PROBLEM SET:
1. Why does the article on mean time to detect call a short MTTD the foundation of effective incident response? Answer in one to three sentences.
2. In the article on mean time to detect, what is the total impact of an issue that takes sixty minutes to detect and thirty minutes to fix?
3. Pick up the article on mean time to detect and continue it from its final sentence.

DOCUMENT EXTRACT:
** Start **

Skip to main content
50 Notion Templates 47% Off
...

Mean Time to Detect (MTTD): Catching Production Issues Faster

Learn how to measure and improve mean time to detect production issues. Covers monitoring strategies, benchmarks, and alerting best practices for engineering teams.

Last updated: 7 March 2026

Mean time to detect (MTTD) measures how long it takes to identify that a production issue has occurred. A short MTTD is the foundation of effective incident response-you cannot fix what you do not know about, and every minute of delayed detection extends the impact on your users.

What Is Mean Time to Detect?

Mean time to detect is the average elapsed time between when a production issue begins and when your team becomes aware of it. This includes the time for monitoring systems to register an anomaly, alerting thresholds to be breached, and the notification to reach a human who can begin investigation. MTTD is the first phase of the broader incident lifecycle that also includes mean time to acknowledge, mean time to resolve, and mean time to recovery.

MTTD is important because it directly affects the total duration and severity of incidents. An issue that takes five minutes to detect and thirty minutes to fix has a total impact of thirty-five minutes. The same issue with a sixty-minute detection delay has a total impact of ninety minutes-more than double-even though the fix time is identical. Improving detection time often yields greater reductions in total incident duration than improving fix time.

** End **

[Items listed in a dataset]
** Start **

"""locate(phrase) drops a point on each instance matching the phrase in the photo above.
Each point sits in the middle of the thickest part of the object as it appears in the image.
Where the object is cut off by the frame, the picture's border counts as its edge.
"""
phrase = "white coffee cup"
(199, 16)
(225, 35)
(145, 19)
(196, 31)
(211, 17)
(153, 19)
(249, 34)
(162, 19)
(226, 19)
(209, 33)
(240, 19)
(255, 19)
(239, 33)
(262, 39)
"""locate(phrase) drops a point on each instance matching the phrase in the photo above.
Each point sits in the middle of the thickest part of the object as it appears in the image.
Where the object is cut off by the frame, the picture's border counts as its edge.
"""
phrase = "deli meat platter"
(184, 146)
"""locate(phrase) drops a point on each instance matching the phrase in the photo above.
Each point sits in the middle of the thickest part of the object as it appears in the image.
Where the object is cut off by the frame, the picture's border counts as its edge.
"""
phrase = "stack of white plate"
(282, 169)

** End **
** Start **

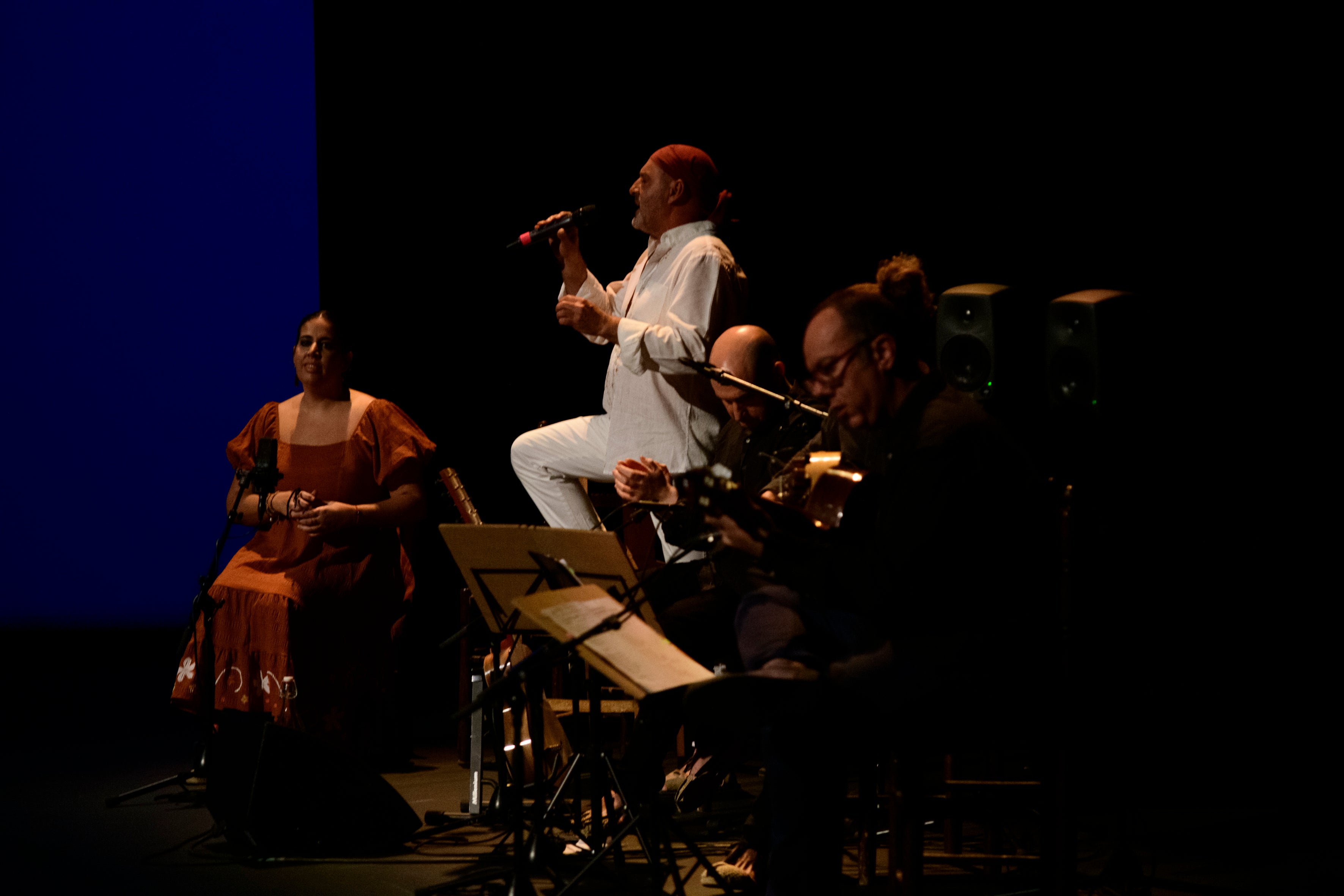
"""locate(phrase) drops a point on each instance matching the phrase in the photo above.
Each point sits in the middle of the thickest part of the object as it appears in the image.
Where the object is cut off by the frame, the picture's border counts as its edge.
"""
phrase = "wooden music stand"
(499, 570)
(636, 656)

** End **
** Start **

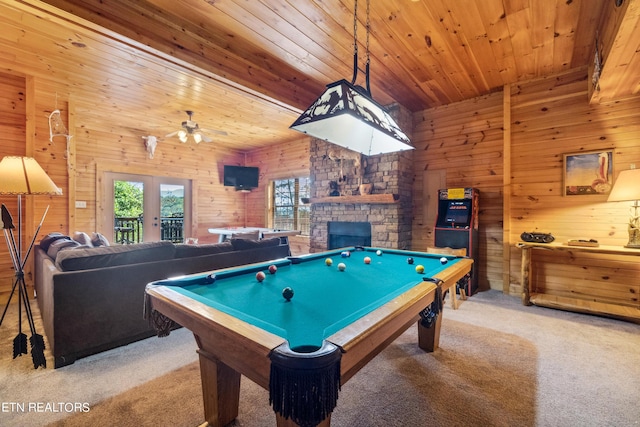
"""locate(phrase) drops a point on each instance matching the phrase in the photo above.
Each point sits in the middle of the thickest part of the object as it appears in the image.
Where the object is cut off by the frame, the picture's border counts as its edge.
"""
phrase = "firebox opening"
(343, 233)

** End **

RESPONSES FOR EACH TASK:
1. A short MTTD is the foundation because a team cannot fix an issue it does not know about. Every minute of delayed detection also extends the impact on users.

2. Ninety minutes.

3.
Detection can be proactive (your monitoring catches the issue before users notice) or reactive (users report the issue before your systems detect it). Tracking the ratio of proactive to reactive detection is itself a valuable metric. High-performing teams detect more than ninety percent of issues proactively through monitoring and alerting.

How to Measure Mean Time to Detect

To measure MTTD, record the timestamp when each incident began (often determined retrospectively during post-mortem analysis) and the timestamp when the team first became aware of the issue (the first alert, page, or user report). The difference between these two timestamps is the detection time for that incident. Average this across all incidents to calculate MTTD.

Accurate MTTD measurement requires good incident record-keeping. Your incident management tool should capture timestamps for key events in the incident lifecycle. During post-mortems, reconstruct the incident timeline to identify when the issue actually started versus when it was detected. This retrospective analysis often reveals that issues began well before they triggered alerts.

  • Record incident start time and detection time for every production issue
  • Calculate MTTD as the average detection time across all incidents
  • Track MTTD separately for different severity levels and services
  • Measure the ratio of proactive (monitoring-detected) to reactive (user-reported) incidents
  • Use post-mortem timelines to improve the accuracy of incident start time estimates

MTTD Benchmarks for Engineering Teams

High-performing engineering organisations target MTTD of under five minutes for critical issues and under fifteen minutes for major issues. These targets require comprehensive monitoring, well-tuned alerting thresholds, and reliable notification systems. Achieving sub-five-minute MTTD means your monitoring must detect anomalies within minutes and your alerting must notify the right people immediately.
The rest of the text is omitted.